*** Opening PROVIDED INFORMATION ***
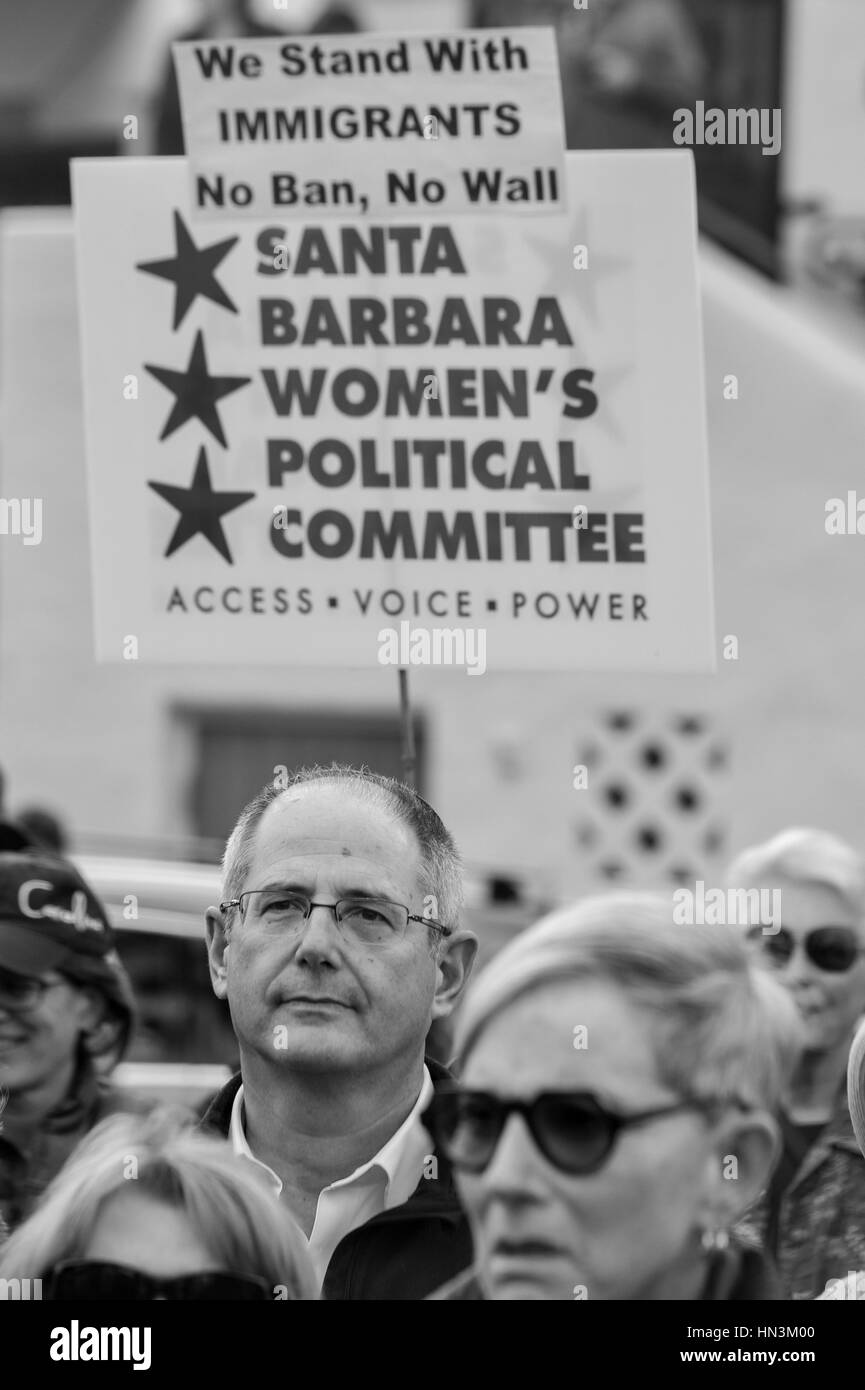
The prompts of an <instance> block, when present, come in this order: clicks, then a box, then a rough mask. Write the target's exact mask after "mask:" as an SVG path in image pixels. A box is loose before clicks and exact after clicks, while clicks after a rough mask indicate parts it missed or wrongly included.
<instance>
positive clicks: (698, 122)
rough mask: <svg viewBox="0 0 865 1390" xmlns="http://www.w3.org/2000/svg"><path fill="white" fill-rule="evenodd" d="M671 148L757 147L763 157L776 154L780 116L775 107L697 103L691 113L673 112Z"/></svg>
mask: <svg viewBox="0 0 865 1390" xmlns="http://www.w3.org/2000/svg"><path fill="white" fill-rule="evenodd" d="M673 143H674V145H759V146H762V153H763V154H780V147H782V113H780V108H779V107H765V106H763V107H754V106H751V107H736V108H730V110H727V111H725V110H723V108H722V107H718V106H711V107H709V108H708V110H706V104H705V101H697V106H695V108H694V110H693V111H691V110H688V107H686V106H680V107H679V110H676V111H673Z"/></svg>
*** Closing PROVIDED INFORMATION ***
EXERCISE INSTRUCTIONS
Could you change each "rough mask" in all of the rows above to "coarse mask" and write the rows out again with nothing else altered? Leave the pictures out.

FINAL ANSWER
The prompts of an <instance> block, when present, come in this order: clicks, then a box, then a coarse mask. Write the target's exact mask after "mask:" as an SVG path in image pixels. A box is loose before clicks and exact after clicks, while clicks after a coarse mask indicate parts it missed or wrongly included.
<instance>
positive clicks: (698, 122)
coarse mask: <svg viewBox="0 0 865 1390" xmlns="http://www.w3.org/2000/svg"><path fill="white" fill-rule="evenodd" d="M671 148L757 147L763 157L776 154L780 116L775 107L697 103L691 113L673 112Z"/></svg>
mask: <svg viewBox="0 0 865 1390" xmlns="http://www.w3.org/2000/svg"><path fill="white" fill-rule="evenodd" d="M673 143H674V145H759V146H762V153H763V154H780V147H782V113H780V108H779V107H765V106H763V107H754V106H751V107H736V108H730V110H727V111H725V110H723V108H722V107H718V106H711V107H709V108H708V110H706V104H705V101H697V106H695V108H694V110H693V111H691V110H688V107H686V106H680V107H679V110H676V111H673Z"/></svg>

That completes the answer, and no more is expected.